Each line below needs to be repeated precisely as it is.

## Region pointing data:
>>

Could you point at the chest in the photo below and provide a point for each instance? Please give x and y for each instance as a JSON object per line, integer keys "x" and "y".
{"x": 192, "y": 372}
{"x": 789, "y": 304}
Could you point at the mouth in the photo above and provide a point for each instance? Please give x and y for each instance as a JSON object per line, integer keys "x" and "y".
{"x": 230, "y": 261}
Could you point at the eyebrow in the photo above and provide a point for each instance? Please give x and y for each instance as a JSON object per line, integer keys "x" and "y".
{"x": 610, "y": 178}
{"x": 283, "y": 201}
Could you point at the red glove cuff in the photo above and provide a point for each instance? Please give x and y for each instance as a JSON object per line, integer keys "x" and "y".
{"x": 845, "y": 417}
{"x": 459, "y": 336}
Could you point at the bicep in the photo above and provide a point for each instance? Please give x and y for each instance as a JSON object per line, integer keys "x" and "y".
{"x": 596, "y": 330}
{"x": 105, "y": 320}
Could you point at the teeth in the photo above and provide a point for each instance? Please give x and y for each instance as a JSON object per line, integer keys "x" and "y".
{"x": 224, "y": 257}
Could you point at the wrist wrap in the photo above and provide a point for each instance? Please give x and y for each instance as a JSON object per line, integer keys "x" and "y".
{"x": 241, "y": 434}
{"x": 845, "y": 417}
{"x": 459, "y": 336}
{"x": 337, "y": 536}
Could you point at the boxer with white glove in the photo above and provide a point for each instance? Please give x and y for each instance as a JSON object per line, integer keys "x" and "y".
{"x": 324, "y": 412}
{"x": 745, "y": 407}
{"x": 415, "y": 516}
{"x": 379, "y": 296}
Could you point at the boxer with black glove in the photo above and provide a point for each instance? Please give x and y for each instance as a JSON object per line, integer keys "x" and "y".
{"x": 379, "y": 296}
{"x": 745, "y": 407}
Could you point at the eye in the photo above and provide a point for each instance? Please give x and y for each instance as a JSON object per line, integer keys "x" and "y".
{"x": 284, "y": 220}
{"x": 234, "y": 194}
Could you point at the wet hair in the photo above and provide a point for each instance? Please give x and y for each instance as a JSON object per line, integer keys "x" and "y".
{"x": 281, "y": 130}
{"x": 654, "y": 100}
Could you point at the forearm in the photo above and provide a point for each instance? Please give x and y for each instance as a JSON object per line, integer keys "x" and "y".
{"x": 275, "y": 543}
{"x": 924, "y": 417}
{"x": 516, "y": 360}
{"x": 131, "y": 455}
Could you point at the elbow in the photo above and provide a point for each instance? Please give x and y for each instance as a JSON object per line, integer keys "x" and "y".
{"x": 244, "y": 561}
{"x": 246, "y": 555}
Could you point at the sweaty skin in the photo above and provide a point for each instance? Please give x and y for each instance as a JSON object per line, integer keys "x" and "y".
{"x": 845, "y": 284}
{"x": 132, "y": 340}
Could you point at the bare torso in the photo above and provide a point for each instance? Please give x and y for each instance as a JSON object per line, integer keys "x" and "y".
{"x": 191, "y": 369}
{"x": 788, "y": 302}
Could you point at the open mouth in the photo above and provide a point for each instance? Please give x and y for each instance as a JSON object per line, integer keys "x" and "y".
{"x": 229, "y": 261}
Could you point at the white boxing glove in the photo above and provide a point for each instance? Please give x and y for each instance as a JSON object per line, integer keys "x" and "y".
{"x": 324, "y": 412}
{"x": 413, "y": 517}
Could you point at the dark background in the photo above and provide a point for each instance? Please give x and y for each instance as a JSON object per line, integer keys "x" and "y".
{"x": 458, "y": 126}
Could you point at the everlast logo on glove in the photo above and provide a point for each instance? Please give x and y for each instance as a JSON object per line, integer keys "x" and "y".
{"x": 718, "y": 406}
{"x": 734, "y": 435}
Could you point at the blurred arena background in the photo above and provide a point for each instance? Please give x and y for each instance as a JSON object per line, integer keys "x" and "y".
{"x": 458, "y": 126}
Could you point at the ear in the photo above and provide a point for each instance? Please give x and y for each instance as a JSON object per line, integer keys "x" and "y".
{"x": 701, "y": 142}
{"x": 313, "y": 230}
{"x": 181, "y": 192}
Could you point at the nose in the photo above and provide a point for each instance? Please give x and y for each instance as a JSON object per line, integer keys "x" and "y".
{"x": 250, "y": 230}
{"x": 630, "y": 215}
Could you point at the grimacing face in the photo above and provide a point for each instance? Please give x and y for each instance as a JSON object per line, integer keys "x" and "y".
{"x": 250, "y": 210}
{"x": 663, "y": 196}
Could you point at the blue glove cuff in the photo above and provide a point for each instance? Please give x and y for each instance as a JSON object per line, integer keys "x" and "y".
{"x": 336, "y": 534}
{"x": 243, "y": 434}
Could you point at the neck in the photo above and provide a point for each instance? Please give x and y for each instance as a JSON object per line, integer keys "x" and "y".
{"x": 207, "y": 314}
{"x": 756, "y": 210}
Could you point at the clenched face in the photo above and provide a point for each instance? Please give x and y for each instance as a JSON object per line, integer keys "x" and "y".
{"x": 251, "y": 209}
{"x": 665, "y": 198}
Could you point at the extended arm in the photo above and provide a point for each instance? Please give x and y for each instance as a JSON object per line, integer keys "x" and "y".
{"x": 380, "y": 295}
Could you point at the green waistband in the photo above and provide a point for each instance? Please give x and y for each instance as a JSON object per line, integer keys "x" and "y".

<<

## Solution for this task:
Could you point at the chest in the photo below and provide a point for each instance? Please give x and y for each instance as a JSON object per line, integer keys "x" and "y".
{"x": 192, "y": 372}
{"x": 789, "y": 304}
Could you point at the mouth in the photo above and provide a point for each instance? Please give x and y for each instance as a JSON object per line, integer keys "x" and "y".
{"x": 230, "y": 261}
Could you point at the eyebrow in the photo above and provide a point for each instance? Please give x and y for each instance as a JSON object per line, integer keys "x" and "y".
{"x": 610, "y": 178}
{"x": 283, "y": 201}
Could you point at the red glove cuff in the photo above and provide a point for each instance? Please give x and y for each instance as a JSON object per line, integer keys "x" and "y".
{"x": 845, "y": 417}
{"x": 459, "y": 336}
Could you point at the bicep in the photo above and provide a point for each instance? Please give x and y for each instance as a JSON object per line, integer keys "x" and "y".
{"x": 596, "y": 330}
{"x": 105, "y": 320}
Could you point at the teeth in the photo above and provide a point for each instance? Please give x and y for each instance as a JSON object per line, integer keys "x" and "y".
{"x": 224, "y": 257}
Could you point at the wrist wrap in the photo above and provide a point for each instance? Please give x and y for each instance as a JSON object per line, integer keys "x" and "y".
{"x": 241, "y": 434}
{"x": 845, "y": 417}
{"x": 459, "y": 336}
{"x": 337, "y": 536}
Could you point at the boxer with white glove in the photo above and provide a point for each instance? Please give x and y for each instance as a JSON object per line, integer keys "x" and "y".
{"x": 324, "y": 412}
{"x": 745, "y": 407}
{"x": 415, "y": 516}
{"x": 379, "y": 296}
Could you point at the boxer with black glove in the photo above and provide a point for each instance? Please give x and y for each instance as a JSON object per line, integer keys "x" and "y".
{"x": 379, "y": 296}
{"x": 745, "y": 407}
Could you point at the eye in the photo above and provide a point for each instance? Please give x and y for each instance as a JSON object per line, integer keys "x" and "y".
{"x": 284, "y": 220}
{"x": 234, "y": 194}
Could you point at the wet hair in the photo above and provide a point for each instance? Please give x and y for each instance as a JSON object per line, integer keys "x" and "y".
{"x": 281, "y": 130}
{"x": 654, "y": 100}
Could you point at the forearm in the photo above and provide a point for each instance? Please give x and y for each instance as a JSON object per line, integer keys "x" and "y".
{"x": 275, "y": 543}
{"x": 924, "y": 417}
{"x": 516, "y": 360}
{"x": 131, "y": 455}
Could you point at the elbow in the photo above and provide a point for each instance? Please give x and y for each instance as a JSON object per line, integer keys "x" and "y".
{"x": 244, "y": 561}
{"x": 246, "y": 555}
Could you point at the sweaty skin in the photo above and provide a point for each instance? Please give x and y for each instance as a JSON object per line, integer keys "x" and "y".
{"x": 845, "y": 284}
{"x": 132, "y": 340}
Could you point at the bare torso in the photo above and provide a point for each instance? Please give x and y for each instance as a JSON object per line, integer keys "x" and "y".
{"x": 191, "y": 369}
{"x": 788, "y": 302}
Could you point at the open mouth in the photo above and provide a point for each instance? Please give x and y for each instance as a JSON object per line, integer keys "x" and "y".
{"x": 229, "y": 261}
Could you point at the white boxing glove in the photo above and provide a point for each instance? Please give x and y for each instance as a JSON object per line, integer keys "x" and "y".
{"x": 324, "y": 412}
{"x": 413, "y": 517}
Could you point at the dark background in the photo above and provide a point for each instance? Please give x and y for each instance as a JSON object per line, integer keys "x" and "y".
{"x": 458, "y": 126}
Could you point at the everlast logo on glove in the photo above and provide a point for each instance? Please give x and y for each instance as a JSON object per line, integer keys "x" and "y".
{"x": 718, "y": 406}
{"x": 734, "y": 435}
Could you point at the blurred arena background in the photo above and provide a point for each instance? Please give x and y for each instance as a JSON object per line, integer keys "x" and "y".
{"x": 458, "y": 126}
Could you point at the ear in the photo above and provide a point for each instance? Please give x and y for each instance as a JSON object per line, integer keys "x" and "y".
{"x": 701, "y": 142}
{"x": 313, "y": 230}
{"x": 181, "y": 192}
Could you point at the nose in the photo above and provide a point for each instance? Please give x and y for each instance as a JSON object per line, integer keys "x" and "y".
{"x": 250, "y": 230}
{"x": 630, "y": 215}
Could you point at the grimacing face in the photo above and provide a point for each instance? Please give x and y for each instance as a JSON object per line, integer keys "x" and "y".
{"x": 250, "y": 210}
{"x": 663, "y": 196}
Could you point at the blue glove cuff in the photo above and provide a point for each instance? Please give x and y for each instance as a JSON object per line, integer keys "x" and "y".
{"x": 336, "y": 534}
{"x": 243, "y": 434}
Could you point at the neck in the photo above and provide a point for each instance? Please give x and y for each instance as a JSON object per line, integer keys "x" and "y".
{"x": 207, "y": 314}
{"x": 756, "y": 210}
Could you point at the clenched face in the photo above and provide a point for each instance? Please give x and y for each instance as a JSON object per line, integer keys "x" and "y".
{"x": 251, "y": 209}
{"x": 665, "y": 198}
Could you point at the extended arm in the photo above and provide a point for each instance? Please give x and y for each instance as a JSON object per line, integer keys "x" and "y".
{"x": 380, "y": 295}
Could you point at the green waistband in the photo above and provide a point for each instance? Please give x and y for each instance as a JSON object per line, integer keys "x" and "y".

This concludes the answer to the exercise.